- **Exercise objective**: Print all entries word for word.

- **Dataset records**:
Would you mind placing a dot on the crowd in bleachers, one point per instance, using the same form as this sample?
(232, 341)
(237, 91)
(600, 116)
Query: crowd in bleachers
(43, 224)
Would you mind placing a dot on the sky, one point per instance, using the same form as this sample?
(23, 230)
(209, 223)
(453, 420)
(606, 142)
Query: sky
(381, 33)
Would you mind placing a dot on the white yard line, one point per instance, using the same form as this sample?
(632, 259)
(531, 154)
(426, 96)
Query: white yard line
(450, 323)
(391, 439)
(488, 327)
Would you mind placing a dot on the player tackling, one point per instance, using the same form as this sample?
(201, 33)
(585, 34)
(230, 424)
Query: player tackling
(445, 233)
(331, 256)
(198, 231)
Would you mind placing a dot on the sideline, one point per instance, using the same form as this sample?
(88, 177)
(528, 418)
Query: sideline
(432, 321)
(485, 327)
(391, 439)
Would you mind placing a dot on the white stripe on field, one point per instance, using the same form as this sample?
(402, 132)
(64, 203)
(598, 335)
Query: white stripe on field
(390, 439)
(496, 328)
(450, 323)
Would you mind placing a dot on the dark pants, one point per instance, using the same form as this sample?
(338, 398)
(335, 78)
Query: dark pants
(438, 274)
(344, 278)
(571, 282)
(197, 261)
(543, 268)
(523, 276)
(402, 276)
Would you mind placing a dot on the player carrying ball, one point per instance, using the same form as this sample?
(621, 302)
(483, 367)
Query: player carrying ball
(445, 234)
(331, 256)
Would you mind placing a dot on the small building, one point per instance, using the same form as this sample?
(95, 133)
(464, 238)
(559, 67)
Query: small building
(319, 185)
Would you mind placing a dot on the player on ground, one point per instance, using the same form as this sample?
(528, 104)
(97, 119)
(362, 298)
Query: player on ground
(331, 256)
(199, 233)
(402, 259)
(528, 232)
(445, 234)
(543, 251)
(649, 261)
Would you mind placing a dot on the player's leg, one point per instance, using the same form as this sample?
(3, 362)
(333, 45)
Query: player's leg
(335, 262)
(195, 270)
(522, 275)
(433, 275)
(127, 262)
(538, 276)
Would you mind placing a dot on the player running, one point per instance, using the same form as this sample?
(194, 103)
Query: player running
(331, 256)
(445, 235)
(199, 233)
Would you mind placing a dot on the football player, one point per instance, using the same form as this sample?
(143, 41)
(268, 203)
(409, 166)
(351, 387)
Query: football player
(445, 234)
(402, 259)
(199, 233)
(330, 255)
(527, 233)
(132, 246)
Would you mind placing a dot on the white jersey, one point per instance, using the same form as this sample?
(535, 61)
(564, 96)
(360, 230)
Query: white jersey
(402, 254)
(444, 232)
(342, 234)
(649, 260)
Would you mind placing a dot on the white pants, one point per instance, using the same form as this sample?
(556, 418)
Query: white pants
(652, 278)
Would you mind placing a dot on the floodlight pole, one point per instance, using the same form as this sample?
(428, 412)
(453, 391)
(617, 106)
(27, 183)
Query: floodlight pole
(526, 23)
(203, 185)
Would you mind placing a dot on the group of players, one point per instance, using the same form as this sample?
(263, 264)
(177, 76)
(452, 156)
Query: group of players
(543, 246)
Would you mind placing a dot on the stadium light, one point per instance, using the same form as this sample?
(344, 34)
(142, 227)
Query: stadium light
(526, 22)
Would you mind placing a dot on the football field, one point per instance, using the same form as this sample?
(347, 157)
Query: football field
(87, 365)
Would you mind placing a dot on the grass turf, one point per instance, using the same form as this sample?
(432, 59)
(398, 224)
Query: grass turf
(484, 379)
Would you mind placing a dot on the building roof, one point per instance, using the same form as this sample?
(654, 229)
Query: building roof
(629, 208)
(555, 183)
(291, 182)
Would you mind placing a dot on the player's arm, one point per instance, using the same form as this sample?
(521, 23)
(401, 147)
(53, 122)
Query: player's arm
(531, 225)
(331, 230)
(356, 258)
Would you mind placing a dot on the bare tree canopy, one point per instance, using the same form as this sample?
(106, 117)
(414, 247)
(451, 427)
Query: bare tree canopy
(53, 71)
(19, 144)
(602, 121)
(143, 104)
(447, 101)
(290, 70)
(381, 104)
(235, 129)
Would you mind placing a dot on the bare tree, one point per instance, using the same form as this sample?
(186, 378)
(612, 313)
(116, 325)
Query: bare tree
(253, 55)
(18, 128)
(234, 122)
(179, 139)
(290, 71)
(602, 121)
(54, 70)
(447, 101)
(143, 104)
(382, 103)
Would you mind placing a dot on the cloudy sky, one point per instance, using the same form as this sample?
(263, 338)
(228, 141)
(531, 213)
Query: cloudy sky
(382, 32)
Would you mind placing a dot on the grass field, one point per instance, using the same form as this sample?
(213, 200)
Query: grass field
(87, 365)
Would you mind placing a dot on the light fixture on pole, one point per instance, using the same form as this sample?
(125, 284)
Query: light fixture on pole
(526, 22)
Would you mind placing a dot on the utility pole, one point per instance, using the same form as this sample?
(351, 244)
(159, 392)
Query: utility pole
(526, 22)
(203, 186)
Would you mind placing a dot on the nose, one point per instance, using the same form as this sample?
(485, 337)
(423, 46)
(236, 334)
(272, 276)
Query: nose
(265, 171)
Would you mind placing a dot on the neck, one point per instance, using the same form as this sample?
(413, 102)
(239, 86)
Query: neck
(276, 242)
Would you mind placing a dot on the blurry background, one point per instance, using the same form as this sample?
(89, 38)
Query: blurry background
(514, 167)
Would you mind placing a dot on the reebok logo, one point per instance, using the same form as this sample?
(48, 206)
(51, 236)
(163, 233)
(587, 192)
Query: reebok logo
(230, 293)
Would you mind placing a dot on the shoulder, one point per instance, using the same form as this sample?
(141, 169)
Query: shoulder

- **Exercise response**:
Would you mind placing a dot on the crowd in bleachers, one point per instance, using the same form as this sample?
(232, 341)
(237, 91)
(600, 116)
Query: crowd in bleachers
(43, 224)
Would you mind placing a dot on the sky, one point per instance, using the same form as this sample?
(23, 230)
(209, 223)
(453, 420)
(606, 142)
Query: sky
(381, 33)
Would you mind placing a dot on the white yard line, one point per instance, using the same form as this sample?
(632, 259)
(531, 154)
(426, 96)
Query: white yard line
(450, 323)
(391, 439)
(488, 327)
Would you mind placing a dot on the player tackling, one point per instance, using the same form as this sample?
(201, 33)
(585, 34)
(230, 424)
Query: player tackling
(445, 233)
(331, 256)
(198, 231)
Would you mind placing a dot on the sideline, one point per instance, using the same form as this sample?
(88, 177)
(528, 418)
Query: sideline
(432, 321)
(485, 327)
(391, 439)
Would you mind placing a dot on the white stripe on field, one point per instance, using the same form as this sample?
(402, 132)
(64, 203)
(598, 335)
Query: white stripe on field
(390, 439)
(496, 328)
(450, 323)
Would you mind placing a dot on the dark pants, one point per instance, using the same form as this sample?
(338, 398)
(335, 78)
Query: dark pants
(438, 274)
(344, 278)
(571, 282)
(197, 261)
(543, 268)
(523, 276)
(402, 276)
Would you mind placing a dot on the player carrying ball, one point per instance, using the same form as this sample?
(621, 302)
(483, 367)
Query: player carrying ball
(445, 234)
(331, 256)
Would you mind placing a dot on the small building, one point per instance, using the same form as this sample?
(95, 133)
(464, 238)
(559, 67)
Query: small building
(319, 185)
Would you mind placing a dot on the player on ground, one point per instance, using the same form as this sample?
(528, 104)
(97, 119)
(362, 298)
Query: player on ground
(331, 256)
(199, 233)
(402, 259)
(528, 232)
(445, 234)
(543, 251)
(649, 261)
Would you mind placing a dot on the player's leg, one point per instance, using the same form as this sample?
(3, 362)
(333, 45)
Query: player's leg
(335, 262)
(195, 270)
(522, 275)
(433, 275)
(127, 262)
(538, 276)
Would you mind placing a dot on the player running, one point per instance, using the same form as this sample?
(194, 103)
Query: player running
(331, 256)
(445, 235)
(199, 233)
Would you mind placing a dot on the football player, one point per instance, using the same form as this sample?
(143, 41)
(268, 203)
(409, 166)
(351, 387)
Query: football player
(445, 234)
(402, 259)
(199, 233)
(330, 255)
(527, 233)
(132, 246)
Would you mind placing a dot on the white jersey, one point per instance, using the same form as this sample?
(535, 61)
(564, 96)
(360, 230)
Query: white jersey
(402, 254)
(444, 232)
(342, 234)
(649, 260)
Would you mind placing a dot on the white pants, one point per instance, using the same form as this sample?
(556, 418)
Query: white pants
(652, 278)
Would you mind placing a dot on the floodlight pole, one point per instance, using the same form as this sample?
(428, 412)
(453, 391)
(617, 106)
(27, 183)
Query: floodlight pole
(526, 23)
(203, 185)
Would you mind placing a dot on the group of players, one point per instance, using the same form as this sample?
(263, 264)
(177, 76)
(452, 156)
Query: group of players
(543, 246)
Would you mind placing a dot on the stadium light, one point per instance, using the same form as this sample?
(344, 34)
(142, 227)
Query: stadium light
(526, 22)
Would you mind placing a dot on the football field, one point per instance, using the same form as this sample?
(347, 157)
Query: football field
(87, 365)
Would you mind placing a dot on the grass turf, one point per instance, using the same form as this sample?
(432, 59)
(398, 224)
Query: grass turf
(484, 379)
Would you mind placing a dot on the building roof, one point per instance, using the same form as this sample?
(654, 229)
Query: building roof
(629, 208)
(555, 183)
(291, 182)
Would you mind placing a dot on the player's arm, one point per instance, using the same form as this sample?
(521, 23)
(401, 147)
(53, 122)
Query: player's arm
(531, 225)
(331, 230)
(356, 258)
Would you mind placing a dot on the bare tree canopy, one point per instance, using the same form as this sample?
(106, 117)
(414, 247)
(451, 427)
Query: bare tree canopy
(53, 71)
(19, 144)
(602, 121)
(143, 104)
(447, 101)
(290, 70)
(381, 104)
(235, 129)
Would you mind placing a dot on the bare tree, one point per instance, using the same form as this sample?
(186, 378)
(612, 313)
(116, 325)
Query: bare tree
(253, 55)
(18, 128)
(234, 122)
(179, 139)
(290, 71)
(602, 121)
(54, 70)
(447, 101)
(143, 104)
(382, 103)
Would you mind placing a dot on the cloudy sky, one point per instance, using the same form as this sample?
(263, 338)
(228, 141)
(531, 213)
Query: cloudy sky
(382, 32)
Would you mind placing a dot on the grass field, one point per instance, using the same form as this sample?
(213, 200)
Query: grass field
(87, 365)
Would you mind placing a dot on the light fixture on pole, one point per instance, using the same form as this sample?
(125, 284)
Query: light fixture on pole
(526, 22)
Would you mind placing a dot on the utility pole, one point per instance, using the same form as this sample?
(351, 244)
(159, 392)
Query: utility pole
(526, 22)
(203, 186)
Would you mind placing a dot on the nose, one point per instance, using the same form as this sample?
(485, 337)
(423, 46)
(236, 334)
(272, 276)
Query: nose
(265, 171)
Would you mind placing a dot on the neck, one point per instance, using the same form as this sample?
(413, 102)
(239, 86)
Query: neck
(276, 242)
Would you mind placing a dot on the blurry background, one point per instance, using the same form as this sample?
(89, 38)
Query: blurry background
(514, 167)
Would you mind placing a dot on the reebok logo, one point per instance, using the same form as this sample?
(48, 206)
(51, 236)
(163, 233)
(587, 192)
Query: reebok logo
(230, 293)
Would you mind placing a dot on the shoulder, one point per instance, using the same form as this sample?
(141, 169)
Query: shoulder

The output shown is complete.